Given task A: In the entries, starting at the very beginning and ending with the line that contains "[[[0,84],[0,169],[256,169],[256,116],[139,100],[68,107]]]", swap "dead grass tuft" for "dry grass clump". Give back only those lines with everything else unchanged, and leave out the pictures.

=== Quoted text ===

The EM algorithm proceeds by alternating between E- and M-steps until convergence.

The GMM centroids move coherently as a group to preserve the topological structure of the point clouds. By imposing coherence constraint properly, CPD can achieve rigid and non-rigid registration by using regularization. However, despite the existence of a fast algorithm for CPD, its computational complexity easily increases as the point cloud increases because the probability estimation involving the Gaussian modeling in the E-step should be performed for each point.

3. The Proposed Method

Fig. 1 illustrates an overview of the proposed method. Given N multi-view images $\left\{\mathbf{I}_{i}\right\},i=1,\cdots ,N$, a target (reference) image I$_{t}$ is chosen from them, and a source image $\mathbf{I}_{s}\in \left\{\mathbf{I}_{i}\right\}/\mathbf{I}_{t}$ is color-corrected according to target image I$_{t}$. For efficiently performing the point set registration process in the color transfer (CF) module, representative colors of I$_{t}$ and I$_{s}$ (respectively referred to as color point sets C$_{t}$ and C$_{s}$) are initially obtained through the representative color point cloud approximation (RCPCA) module. Each set contains much fewer color points compared to the number of pixels in the corresponding image. It is nevertheless noteworthy that the point set effectively approximates the color distribution of the image, as shown in the three point cloud plots at the bottom of Fig. 1.

The CPD algorithm is employed to obtain the transformation for registering C$_{s}$ to C$_{t}$ robustly. Because C$_{t}$ and C$_{s}$ do not contain all the color values of I$_{t}$ and I$_{s}$, the actual color change for each pixel in I$_{s}$ is determined by propagating the color change of an associated representative color to the pixel. An image with enhanced color consistency I$_{s` }$ is produced through the color change propagation.

===

Given task B: Translate this sentence from the passage on color correction into Spanish: "Fig. 1 illustrates an overview of the proposed method."

=== Supplied material ===

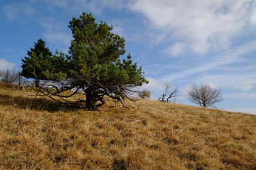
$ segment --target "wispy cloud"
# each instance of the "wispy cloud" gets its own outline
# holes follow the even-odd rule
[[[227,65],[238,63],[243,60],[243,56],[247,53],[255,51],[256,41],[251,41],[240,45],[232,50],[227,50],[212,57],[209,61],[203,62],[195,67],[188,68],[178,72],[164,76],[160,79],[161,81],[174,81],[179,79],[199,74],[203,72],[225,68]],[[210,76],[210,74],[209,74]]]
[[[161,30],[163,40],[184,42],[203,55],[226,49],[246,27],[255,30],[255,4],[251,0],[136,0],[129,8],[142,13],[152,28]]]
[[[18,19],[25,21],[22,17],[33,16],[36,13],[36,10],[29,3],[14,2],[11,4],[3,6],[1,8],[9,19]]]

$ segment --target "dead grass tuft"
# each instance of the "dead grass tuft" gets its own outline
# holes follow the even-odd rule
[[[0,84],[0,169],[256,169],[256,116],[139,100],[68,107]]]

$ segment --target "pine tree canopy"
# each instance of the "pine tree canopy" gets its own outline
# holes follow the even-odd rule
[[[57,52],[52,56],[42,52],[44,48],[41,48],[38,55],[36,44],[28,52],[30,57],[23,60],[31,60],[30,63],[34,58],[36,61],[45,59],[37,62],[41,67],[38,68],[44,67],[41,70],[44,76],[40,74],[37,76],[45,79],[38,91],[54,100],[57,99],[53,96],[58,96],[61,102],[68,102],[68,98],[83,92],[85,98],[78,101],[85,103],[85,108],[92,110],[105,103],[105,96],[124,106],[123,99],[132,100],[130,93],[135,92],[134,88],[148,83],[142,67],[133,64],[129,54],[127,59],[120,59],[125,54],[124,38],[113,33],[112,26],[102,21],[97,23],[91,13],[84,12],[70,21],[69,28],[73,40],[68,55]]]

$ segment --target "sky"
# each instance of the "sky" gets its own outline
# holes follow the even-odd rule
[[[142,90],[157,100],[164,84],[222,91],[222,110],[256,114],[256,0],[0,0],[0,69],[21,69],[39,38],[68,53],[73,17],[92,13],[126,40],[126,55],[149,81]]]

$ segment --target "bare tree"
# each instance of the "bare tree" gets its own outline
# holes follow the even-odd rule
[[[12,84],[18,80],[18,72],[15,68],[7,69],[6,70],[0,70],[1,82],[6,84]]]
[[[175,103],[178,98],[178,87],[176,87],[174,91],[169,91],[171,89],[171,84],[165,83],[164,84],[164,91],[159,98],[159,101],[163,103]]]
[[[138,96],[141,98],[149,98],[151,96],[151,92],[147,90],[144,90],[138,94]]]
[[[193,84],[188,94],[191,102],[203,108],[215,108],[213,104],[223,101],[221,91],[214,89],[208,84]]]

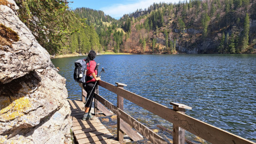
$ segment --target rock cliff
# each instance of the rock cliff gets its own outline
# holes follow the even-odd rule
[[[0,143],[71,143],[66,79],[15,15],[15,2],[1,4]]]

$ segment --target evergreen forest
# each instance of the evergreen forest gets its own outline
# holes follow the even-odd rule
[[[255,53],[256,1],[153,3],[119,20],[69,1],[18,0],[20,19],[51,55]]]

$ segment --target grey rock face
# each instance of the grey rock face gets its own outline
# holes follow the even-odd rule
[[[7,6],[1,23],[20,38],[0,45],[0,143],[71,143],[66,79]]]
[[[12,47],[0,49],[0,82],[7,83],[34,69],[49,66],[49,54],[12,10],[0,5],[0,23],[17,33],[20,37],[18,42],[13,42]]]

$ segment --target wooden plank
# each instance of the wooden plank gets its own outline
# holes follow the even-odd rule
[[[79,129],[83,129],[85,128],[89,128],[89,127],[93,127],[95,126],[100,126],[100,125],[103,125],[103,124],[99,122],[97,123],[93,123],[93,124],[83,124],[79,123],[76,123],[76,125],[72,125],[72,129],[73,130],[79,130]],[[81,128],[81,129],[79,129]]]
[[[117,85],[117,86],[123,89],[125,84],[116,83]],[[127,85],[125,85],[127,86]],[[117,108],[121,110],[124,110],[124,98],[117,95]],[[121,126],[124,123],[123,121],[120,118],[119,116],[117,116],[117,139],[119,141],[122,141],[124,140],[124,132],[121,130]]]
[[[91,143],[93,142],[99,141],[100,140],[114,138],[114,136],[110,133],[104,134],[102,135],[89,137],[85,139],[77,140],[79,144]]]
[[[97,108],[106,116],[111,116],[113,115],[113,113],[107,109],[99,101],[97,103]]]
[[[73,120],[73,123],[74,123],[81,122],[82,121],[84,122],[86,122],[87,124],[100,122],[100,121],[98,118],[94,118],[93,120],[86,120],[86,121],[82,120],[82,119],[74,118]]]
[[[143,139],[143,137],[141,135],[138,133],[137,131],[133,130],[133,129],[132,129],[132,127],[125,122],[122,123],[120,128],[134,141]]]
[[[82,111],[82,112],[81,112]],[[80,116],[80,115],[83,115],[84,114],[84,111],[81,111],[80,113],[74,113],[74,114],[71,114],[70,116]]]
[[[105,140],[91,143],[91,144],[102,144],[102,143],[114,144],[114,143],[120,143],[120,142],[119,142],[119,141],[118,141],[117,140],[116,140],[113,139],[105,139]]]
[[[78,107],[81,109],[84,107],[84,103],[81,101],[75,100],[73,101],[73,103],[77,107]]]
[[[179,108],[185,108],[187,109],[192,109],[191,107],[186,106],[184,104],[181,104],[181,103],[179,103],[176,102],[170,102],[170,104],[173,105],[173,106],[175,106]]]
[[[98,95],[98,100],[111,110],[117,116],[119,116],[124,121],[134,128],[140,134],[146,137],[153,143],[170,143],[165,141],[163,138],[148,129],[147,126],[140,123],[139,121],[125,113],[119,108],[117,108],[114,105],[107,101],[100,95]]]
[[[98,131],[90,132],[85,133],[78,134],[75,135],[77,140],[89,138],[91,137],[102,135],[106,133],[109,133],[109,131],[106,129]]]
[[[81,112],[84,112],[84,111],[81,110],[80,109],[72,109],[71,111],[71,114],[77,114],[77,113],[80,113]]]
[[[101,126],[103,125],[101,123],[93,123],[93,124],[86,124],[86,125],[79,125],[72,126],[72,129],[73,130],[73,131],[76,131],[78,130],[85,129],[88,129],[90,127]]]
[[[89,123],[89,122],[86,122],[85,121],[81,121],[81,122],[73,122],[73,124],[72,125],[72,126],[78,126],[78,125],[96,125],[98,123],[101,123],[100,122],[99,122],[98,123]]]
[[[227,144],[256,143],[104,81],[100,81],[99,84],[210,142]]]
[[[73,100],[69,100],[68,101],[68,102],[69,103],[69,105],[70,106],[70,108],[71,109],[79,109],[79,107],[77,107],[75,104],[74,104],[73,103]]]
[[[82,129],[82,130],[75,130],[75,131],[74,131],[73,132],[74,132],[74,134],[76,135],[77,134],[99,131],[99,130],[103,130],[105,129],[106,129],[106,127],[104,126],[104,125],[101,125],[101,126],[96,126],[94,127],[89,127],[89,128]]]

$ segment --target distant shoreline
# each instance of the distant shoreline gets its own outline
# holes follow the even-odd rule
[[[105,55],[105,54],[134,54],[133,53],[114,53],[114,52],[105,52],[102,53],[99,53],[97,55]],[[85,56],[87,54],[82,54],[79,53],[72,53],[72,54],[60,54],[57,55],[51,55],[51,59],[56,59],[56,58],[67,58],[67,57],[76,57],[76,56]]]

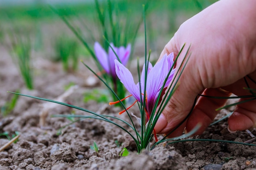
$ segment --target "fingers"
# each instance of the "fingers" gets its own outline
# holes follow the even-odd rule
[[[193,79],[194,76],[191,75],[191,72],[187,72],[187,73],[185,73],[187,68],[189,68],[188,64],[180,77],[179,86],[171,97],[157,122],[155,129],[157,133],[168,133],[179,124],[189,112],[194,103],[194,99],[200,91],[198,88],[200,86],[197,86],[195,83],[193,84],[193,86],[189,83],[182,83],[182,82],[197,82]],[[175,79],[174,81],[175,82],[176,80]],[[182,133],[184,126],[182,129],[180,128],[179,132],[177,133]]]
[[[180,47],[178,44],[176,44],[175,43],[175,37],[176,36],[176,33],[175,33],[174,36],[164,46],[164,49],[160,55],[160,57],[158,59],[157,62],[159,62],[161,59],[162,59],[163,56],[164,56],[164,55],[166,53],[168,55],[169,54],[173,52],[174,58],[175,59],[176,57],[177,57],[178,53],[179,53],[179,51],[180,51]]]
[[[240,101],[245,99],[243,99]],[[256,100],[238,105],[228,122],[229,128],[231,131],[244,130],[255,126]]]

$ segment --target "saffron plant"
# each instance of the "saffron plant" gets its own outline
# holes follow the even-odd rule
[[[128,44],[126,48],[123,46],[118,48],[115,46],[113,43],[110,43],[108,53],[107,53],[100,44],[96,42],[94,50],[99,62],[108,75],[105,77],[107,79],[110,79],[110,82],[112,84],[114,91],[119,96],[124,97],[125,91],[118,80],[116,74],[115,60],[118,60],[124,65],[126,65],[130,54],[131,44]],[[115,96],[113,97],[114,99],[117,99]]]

===

Full answer A:
$ segment --target "wispy cloud"
# each instance of the "wispy cloud" gets its own outline
# holes follow the even-odd rule
[[[227,65],[238,63],[243,60],[243,56],[247,53],[255,51],[256,41],[251,41],[240,45],[232,50],[227,50],[212,57],[209,61],[203,62],[195,67],[188,68],[178,72],[164,76],[160,79],[161,81],[174,81],[179,79],[199,74],[203,72],[225,68]],[[210,76],[210,74],[209,74]]]
[[[161,30],[163,40],[184,42],[203,55],[226,49],[246,27],[255,30],[255,4],[251,0],[136,0],[129,8],[142,13],[152,28]]]
[[[18,19],[25,21],[22,17],[33,16],[36,13],[36,10],[29,3],[14,2],[11,4],[3,6],[1,8],[9,19]]]

$ segment --target "dry grass clump"
# each instance of the "dry grass clump" gets its own outline
# holes follow the even-odd rule
[[[0,84],[0,169],[256,169],[256,116],[139,100],[68,107]]]

Full answer B: La Fig. 1 ilustra una visión general del método propuesto.